Griffin McElroy of Polygon described Undertales characters in general as "incredibly vulnerable", stating that he felt "real affection" for all of them after getting to know them. He called the game his most memorable gaming experience of the year due to his moral compass being guided by this connection. Noting that the characters were "well-written and relatable", he remarked that, when doing the genocide run out of a desire to see all the game's content, he felt "genuinely terrible".

Richard Cobbett of Eurogamer stated that Undertales characters were "layered" by RPG standards, calling them "not exactly Walter White in terms of complexity," but more deep than they initially seemed. Using the example of Sans, a "surprisingly complex figure," he noted that "most of the main characters are living with at least one unfortunate past decision or regret." He called the responsiveness of the world and characters an important part of Undertales success, stating that "spending more time with familiar faces makes them feel real." In a separate review in PC Gamer, he called the game's characters "adorable," saying he had not laughed so hard in years.

Axel Bosso of Bloody Disgusting stated that Undertales characters were difficult to trust, causing an anxious feeling with every encounter, starting with Flowey's switch from seemingly harmless to evil. Noting that "even the most inconsequential NPCs have an existential crisis and/or nihilism vibes around them," he said that it was "hard [...] to feel safe in this treacherous environment," though nevertheless remarking that "they became some of my most loved cast in quite some time."

Brendan Graeber of IGN positively highlighted the relationship between Kris and Susie in Deltarune, calling them "a dumbass duo with joint custody of a brain cell." He also called attention to the latter's character development throughout the game.

________________________________________

Please answer these questions on the passage:
(a) Which publication did Axel Bosso write for?
(b) Which character did Richard Cobbett call a "surprisingly complex figure"?
(c) In which game did Brendan Graeber highlight the relationship between Kris and Susie?

[Point localization data]
________________________________________

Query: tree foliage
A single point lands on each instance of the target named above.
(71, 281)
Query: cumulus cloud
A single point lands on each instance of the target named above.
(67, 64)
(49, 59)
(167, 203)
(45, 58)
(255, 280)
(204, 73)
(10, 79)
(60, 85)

________________________________________

* Answer to this exercise
(a) Bloody Disgusting
(b) Sans
(c) Deltarune